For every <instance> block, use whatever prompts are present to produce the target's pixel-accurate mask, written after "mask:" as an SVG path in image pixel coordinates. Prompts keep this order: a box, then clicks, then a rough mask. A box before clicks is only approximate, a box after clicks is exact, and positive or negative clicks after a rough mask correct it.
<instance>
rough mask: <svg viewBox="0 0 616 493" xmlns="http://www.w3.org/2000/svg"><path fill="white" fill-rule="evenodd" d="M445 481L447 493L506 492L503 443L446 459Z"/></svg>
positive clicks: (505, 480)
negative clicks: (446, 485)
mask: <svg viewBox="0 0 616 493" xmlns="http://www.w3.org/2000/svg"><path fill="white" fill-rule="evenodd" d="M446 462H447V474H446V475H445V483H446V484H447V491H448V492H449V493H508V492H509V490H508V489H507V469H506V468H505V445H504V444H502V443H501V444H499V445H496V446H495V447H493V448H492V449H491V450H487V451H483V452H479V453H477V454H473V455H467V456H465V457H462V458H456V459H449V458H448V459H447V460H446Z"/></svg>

* * * * * * * * *

Prompt>
Report each line above containing the string "positive".

Answer box>
For every <instance> block, use whatever prompts are present to produce the target's pixel-accurate mask, written after "mask:" as an SVG path in image pixel coordinates. Prompts keep this order: a box, then clicks, then a rough mask. A box before clicks is only approximate, a box after clicks is exact, and positive or negative clicks after a rough mask correct it.
positive clicks: (505, 480)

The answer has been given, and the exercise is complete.